» **Provided entries**:
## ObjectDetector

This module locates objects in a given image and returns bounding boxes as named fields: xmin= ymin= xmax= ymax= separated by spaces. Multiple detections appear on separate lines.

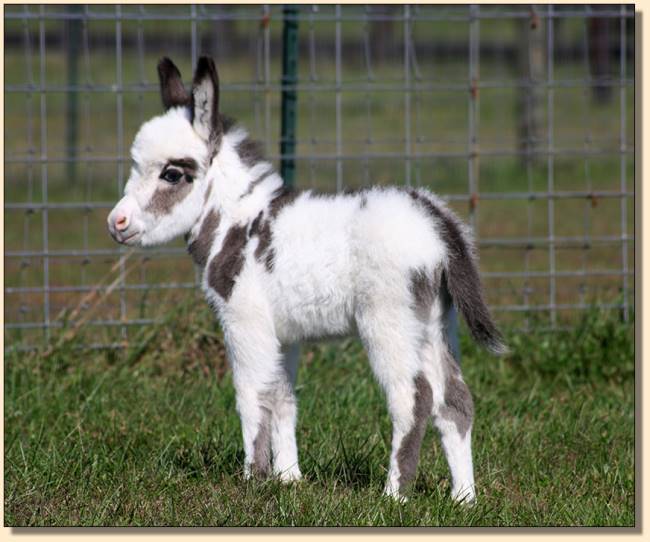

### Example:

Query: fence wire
xmin=4 ymin=5 xmax=635 ymax=349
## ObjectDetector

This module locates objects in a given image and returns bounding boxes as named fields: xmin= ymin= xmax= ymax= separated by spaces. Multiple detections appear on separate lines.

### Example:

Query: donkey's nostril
xmin=115 ymin=215 xmax=129 ymax=231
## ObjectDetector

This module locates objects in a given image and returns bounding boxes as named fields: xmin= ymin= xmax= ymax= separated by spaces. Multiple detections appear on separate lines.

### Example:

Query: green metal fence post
xmin=65 ymin=4 xmax=83 ymax=182
xmin=280 ymin=5 xmax=298 ymax=187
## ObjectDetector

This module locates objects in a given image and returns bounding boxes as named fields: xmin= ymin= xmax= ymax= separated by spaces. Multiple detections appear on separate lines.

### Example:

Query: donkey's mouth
xmin=111 ymin=231 xmax=141 ymax=245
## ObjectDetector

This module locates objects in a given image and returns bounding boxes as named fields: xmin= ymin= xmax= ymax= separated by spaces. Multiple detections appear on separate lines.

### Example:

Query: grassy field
xmin=4 ymin=302 xmax=635 ymax=527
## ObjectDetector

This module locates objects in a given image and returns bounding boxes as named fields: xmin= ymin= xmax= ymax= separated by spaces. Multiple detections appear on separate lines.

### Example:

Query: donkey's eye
xmin=160 ymin=168 xmax=183 ymax=184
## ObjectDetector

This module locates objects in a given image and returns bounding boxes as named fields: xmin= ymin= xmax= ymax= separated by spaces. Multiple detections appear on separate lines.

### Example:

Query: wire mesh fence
xmin=4 ymin=5 xmax=635 ymax=348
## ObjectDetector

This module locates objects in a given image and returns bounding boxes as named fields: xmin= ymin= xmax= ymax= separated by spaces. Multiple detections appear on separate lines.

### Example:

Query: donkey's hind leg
xmin=271 ymin=344 xmax=301 ymax=482
xmin=423 ymin=338 xmax=475 ymax=504
xmin=357 ymin=303 xmax=432 ymax=499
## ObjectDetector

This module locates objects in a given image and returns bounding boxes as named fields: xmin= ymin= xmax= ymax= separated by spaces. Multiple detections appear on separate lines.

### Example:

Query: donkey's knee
xmin=435 ymin=359 xmax=474 ymax=437
xmin=385 ymin=372 xmax=433 ymax=498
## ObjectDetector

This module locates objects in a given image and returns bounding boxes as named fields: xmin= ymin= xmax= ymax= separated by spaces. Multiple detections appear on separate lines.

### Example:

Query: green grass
xmin=4 ymin=300 xmax=635 ymax=526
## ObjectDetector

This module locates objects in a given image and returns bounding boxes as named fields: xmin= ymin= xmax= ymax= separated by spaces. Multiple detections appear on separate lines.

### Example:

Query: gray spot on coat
xmin=208 ymin=225 xmax=248 ymax=301
xmin=235 ymin=137 xmax=264 ymax=168
xmin=397 ymin=372 xmax=433 ymax=491
xmin=440 ymin=353 xmax=474 ymax=437
xmin=187 ymin=209 xmax=221 ymax=267
xmin=409 ymin=269 xmax=436 ymax=323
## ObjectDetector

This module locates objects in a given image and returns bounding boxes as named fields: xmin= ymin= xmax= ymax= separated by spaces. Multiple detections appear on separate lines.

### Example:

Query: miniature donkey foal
xmin=108 ymin=57 xmax=504 ymax=503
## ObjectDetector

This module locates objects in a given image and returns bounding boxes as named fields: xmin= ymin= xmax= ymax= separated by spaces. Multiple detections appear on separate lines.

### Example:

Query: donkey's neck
xmin=187 ymin=124 xmax=283 ymax=266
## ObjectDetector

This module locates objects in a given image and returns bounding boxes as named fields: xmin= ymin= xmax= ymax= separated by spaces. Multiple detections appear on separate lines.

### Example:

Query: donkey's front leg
xmin=224 ymin=320 xmax=284 ymax=478
xmin=271 ymin=344 xmax=301 ymax=482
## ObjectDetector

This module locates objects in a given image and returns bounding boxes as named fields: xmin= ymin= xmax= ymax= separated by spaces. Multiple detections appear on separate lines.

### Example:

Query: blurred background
xmin=4 ymin=4 xmax=635 ymax=349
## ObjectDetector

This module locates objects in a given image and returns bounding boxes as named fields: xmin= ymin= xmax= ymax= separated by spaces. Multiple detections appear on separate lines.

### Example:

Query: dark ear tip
xmin=158 ymin=56 xmax=180 ymax=76
xmin=195 ymin=56 xmax=217 ymax=80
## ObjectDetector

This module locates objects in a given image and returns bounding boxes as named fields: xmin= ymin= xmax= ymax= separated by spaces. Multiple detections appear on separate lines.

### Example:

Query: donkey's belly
xmin=272 ymin=262 xmax=354 ymax=343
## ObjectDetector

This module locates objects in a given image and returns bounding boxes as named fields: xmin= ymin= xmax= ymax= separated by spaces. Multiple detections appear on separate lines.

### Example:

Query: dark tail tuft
xmin=410 ymin=190 xmax=508 ymax=355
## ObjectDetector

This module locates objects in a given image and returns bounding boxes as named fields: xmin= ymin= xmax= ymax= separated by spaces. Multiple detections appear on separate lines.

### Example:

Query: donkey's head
xmin=108 ymin=57 xmax=223 ymax=246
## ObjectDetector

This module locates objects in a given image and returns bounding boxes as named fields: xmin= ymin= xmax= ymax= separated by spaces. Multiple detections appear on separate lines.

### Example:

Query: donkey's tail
xmin=411 ymin=190 xmax=508 ymax=354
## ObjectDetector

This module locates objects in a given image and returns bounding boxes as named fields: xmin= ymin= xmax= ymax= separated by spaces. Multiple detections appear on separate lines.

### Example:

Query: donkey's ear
xmin=192 ymin=56 xmax=222 ymax=141
xmin=158 ymin=57 xmax=191 ymax=111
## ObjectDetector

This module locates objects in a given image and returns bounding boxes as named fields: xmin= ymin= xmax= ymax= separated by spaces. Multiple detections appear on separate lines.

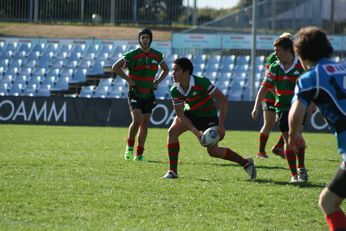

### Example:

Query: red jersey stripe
xmin=129 ymin=74 xmax=155 ymax=82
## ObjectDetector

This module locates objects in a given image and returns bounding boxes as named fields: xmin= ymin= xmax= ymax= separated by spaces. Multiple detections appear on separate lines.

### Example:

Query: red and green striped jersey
xmin=263 ymin=52 xmax=278 ymax=103
xmin=124 ymin=48 xmax=163 ymax=99
xmin=262 ymin=58 xmax=304 ymax=112
xmin=170 ymin=75 xmax=217 ymax=117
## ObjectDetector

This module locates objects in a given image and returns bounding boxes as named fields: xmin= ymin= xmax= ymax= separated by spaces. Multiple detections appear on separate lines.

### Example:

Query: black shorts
xmin=277 ymin=111 xmax=306 ymax=132
xmin=277 ymin=111 xmax=289 ymax=132
xmin=184 ymin=111 xmax=219 ymax=131
xmin=327 ymin=168 xmax=346 ymax=199
xmin=128 ymin=90 xmax=156 ymax=114
xmin=262 ymin=101 xmax=275 ymax=112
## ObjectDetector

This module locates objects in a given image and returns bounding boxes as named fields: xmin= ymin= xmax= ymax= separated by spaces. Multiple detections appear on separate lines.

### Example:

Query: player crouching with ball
xmin=163 ymin=58 xmax=256 ymax=180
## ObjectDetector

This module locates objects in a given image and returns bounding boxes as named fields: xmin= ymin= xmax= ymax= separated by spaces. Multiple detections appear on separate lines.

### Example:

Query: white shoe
xmin=162 ymin=170 xmax=178 ymax=179
xmin=290 ymin=176 xmax=299 ymax=184
xmin=244 ymin=158 xmax=257 ymax=180
xmin=297 ymin=168 xmax=308 ymax=183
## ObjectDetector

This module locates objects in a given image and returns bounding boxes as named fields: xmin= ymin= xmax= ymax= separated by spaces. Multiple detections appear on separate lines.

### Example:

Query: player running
xmin=288 ymin=27 xmax=346 ymax=231
xmin=251 ymin=37 xmax=308 ymax=183
xmin=112 ymin=28 xmax=168 ymax=161
xmin=163 ymin=58 xmax=256 ymax=180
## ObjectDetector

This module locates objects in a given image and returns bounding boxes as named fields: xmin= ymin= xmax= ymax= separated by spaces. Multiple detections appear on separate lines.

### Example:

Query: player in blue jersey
xmin=288 ymin=27 xmax=346 ymax=230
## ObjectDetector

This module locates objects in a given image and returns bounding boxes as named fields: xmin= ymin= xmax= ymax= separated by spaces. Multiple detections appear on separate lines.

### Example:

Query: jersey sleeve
xmin=292 ymin=71 xmax=317 ymax=107
xmin=262 ymin=62 xmax=278 ymax=89
xmin=203 ymin=77 xmax=216 ymax=95
xmin=170 ymin=83 xmax=184 ymax=106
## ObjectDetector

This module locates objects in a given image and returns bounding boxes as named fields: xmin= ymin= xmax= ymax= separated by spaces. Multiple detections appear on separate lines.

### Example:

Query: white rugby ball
xmin=200 ymin=126 xmax=220 ymax=147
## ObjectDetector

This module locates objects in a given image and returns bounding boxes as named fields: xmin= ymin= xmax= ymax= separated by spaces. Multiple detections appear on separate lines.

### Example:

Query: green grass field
xmin=0 ymin=125 xmax=346 ymax=230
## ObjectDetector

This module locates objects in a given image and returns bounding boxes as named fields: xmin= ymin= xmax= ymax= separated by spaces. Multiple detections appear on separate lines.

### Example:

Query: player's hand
xmin=127 ymin=78 xmax=136 ymax=89
xmin=217 ymin=125 xmax=226 ymax=141
xmin=306 ymin=103 xmax=317 ymax=114
xmin=251 ymin=107 xmax=258 ymax=120
xmin=153 ymin=81 xmax=159 ymax=91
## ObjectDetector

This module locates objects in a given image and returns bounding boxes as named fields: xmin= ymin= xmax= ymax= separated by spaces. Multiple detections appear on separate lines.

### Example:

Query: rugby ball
xmin=200 ymin=126 xmax=220 ymax=147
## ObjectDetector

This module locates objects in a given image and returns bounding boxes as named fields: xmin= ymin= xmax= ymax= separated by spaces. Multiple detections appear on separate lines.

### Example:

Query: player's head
xmin=172 ymin=57 xmax=193 ymax=83
xmin=173 ymin=57 xmax=193 ymax=75
xmin=294 ymin=27 xmax=333 ymax=63
xmin=138 ymin=28 xmax=153 ymax=48
xmin=273 ymin=37 xmax=294 ymax=63
xmin=279 ymin=32 xmax=294 ymax=41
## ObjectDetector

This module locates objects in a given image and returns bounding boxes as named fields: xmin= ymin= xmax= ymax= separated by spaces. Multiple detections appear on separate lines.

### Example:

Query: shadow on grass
xmin=255 ymin=179 xmax=326 ymax=189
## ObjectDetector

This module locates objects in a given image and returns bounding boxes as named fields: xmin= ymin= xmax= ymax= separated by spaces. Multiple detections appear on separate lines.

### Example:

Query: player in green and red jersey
xmin=164 ymin=58 xmax=256 ymax=180
xmin=112 ymin=28 xmax=168 ymax=161
xmin=252 ymin=37 xmax=307 ymax=183
xmin=256 ymin=51 xmax=285 ymax=159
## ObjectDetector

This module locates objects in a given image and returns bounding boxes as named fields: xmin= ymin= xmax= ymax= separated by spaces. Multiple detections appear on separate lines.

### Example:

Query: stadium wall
xmin=0 ymin=96 xmax=328 ymax=132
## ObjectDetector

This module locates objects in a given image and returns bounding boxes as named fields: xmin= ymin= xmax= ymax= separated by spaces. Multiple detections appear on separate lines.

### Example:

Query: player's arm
xmin=112 ymin=58 xmax=136 ymax=88
xmin=153 ymin=61 xmax=169 ymax=90
xmin=173 ymin=103 xmax=202 ymax=140
xmin=288 ymin=99 xmax=306 ymax=148
xmin=251 ymin=85 xmax=269 ymax=119
xmin=211 ymin=88 xmax=228 ymax=140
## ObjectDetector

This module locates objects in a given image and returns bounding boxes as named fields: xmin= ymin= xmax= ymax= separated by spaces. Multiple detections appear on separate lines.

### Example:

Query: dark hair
xmin=173 ymin=57 xmax=193 ymax=75
xmin=294 ymin=27 xmax=333 ymax=63
xmin=273 ymin=37 xmax=294 ymax=55
xmin=138 ymin=28 xmax=153 ymax=45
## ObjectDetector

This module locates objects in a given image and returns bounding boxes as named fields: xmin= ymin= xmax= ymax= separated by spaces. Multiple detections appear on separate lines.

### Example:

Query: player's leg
xmin=163 ymin=117 xmax=187 ymax=178
xmin=319 ymin=162 xmax=346 ymax=230
xmin=134 ymin=113 xmax=151 ymax=160
xmin=124 ymin=108 xmax=142 ymax=160
xmin=257 ymin=102 xmax=275 ymax=158
xmin=296 ymin=114 xmax=308 ymax=182
xmin=133 ymin=96 xmax=156 ymax=161
xmin=207 ymin=144 xmax=257 ymax=180
xmin=278 ymin=111 xmax=298 ymax=183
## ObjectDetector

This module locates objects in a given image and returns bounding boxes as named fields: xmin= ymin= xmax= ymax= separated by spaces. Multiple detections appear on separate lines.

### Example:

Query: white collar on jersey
xmin=280 ymin=56 xmax=299 ymax=74
xmin=175 ymin=75 xmax=195 ymax=96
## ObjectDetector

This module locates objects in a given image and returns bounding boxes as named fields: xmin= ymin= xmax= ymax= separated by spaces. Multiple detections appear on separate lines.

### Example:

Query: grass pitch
xmin=0 ymin=125 xmax=346 ymax=230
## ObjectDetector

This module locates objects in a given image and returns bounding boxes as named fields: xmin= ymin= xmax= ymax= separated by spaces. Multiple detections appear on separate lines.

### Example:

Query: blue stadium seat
xmin=36 ymin=84 xmax=52 ymax=97
xmin=0 ymin=81 xmax=10 ymax=96
xmin=79 ymin=86 xmax=95 ymax=98
xmin=87 ymin=60 xmax=104 ymax=75
xmin=18 ymin=43 xmax=33 ymax=53
xmin=23 ymin=83 xmax=40 ymax=96
xmin=51 ymin=76 xmax=70 ymax=91
xmin=206 ymin=55 xmax=222 ymax=66
xmin=3 ymin=42 xmax=19 ymax=53
xmin=94 ymin=86 xmax=111 ymax=98
xmin=24 ymin=58 xmax=39 ymax=68
xmin=70 ymin=68 xmax=87 ymax=83
xmin=8 ymin=59 xmax=23 ymax=69
xmin=97 ymin=78 xmax=113 ymax=87
xmin=204 ymin=63 xmax=219 ymax=73
xmin=217 ymin=72 xmax=232 ymax=82
xmin=191 ymin=54 xmax=207 ymax=65
xmin=0 ymin=59 xmax=11 ymax=67
xmin=65 ymin=59 xmax=79 ymax=68
xmin=216 ymin=80 xmax=231 ymax=90
xmin=59 ymin=68 xmax=74 ymax=80
xmin=235 ymin=55 xmax=250 ymax=66
xmin=108 ymin=85 xmax=127 ymax=99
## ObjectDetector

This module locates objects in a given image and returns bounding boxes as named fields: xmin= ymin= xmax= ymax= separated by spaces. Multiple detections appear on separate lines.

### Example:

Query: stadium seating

» **Directions**: Lay out every line from the start of the items through the line with "xmin=115 ymin=215 xmax=129 ymax=231" as a JSON list of strings, one string per line, with blank lines dropped. Leave the pictures out of the answer.

» **Response to the task**:
[
  "## ObjectDetector",
  "This module locates objects in a given image and returns bounding boxes as named fields: xmin= ymin= xmax= ymax= separated by spaces. Multiple detections appear on separate lines.",
  "### Example:",
  "Query: fence wire",
  "xmin=4 ymin=5 xmax=635 ymax=349",
  "## ObjectDetector",
  "This module locates objects in a given image and returns bounding boxes as named fields: xmin= ymin= xmax= ymax= separated by spaces. Multiple detections appear on separate lines.",
  "### Example:",
  "Query: donkey's nostril",
  "xmin=115 ymin=215 xmax=129 ymax=231"
]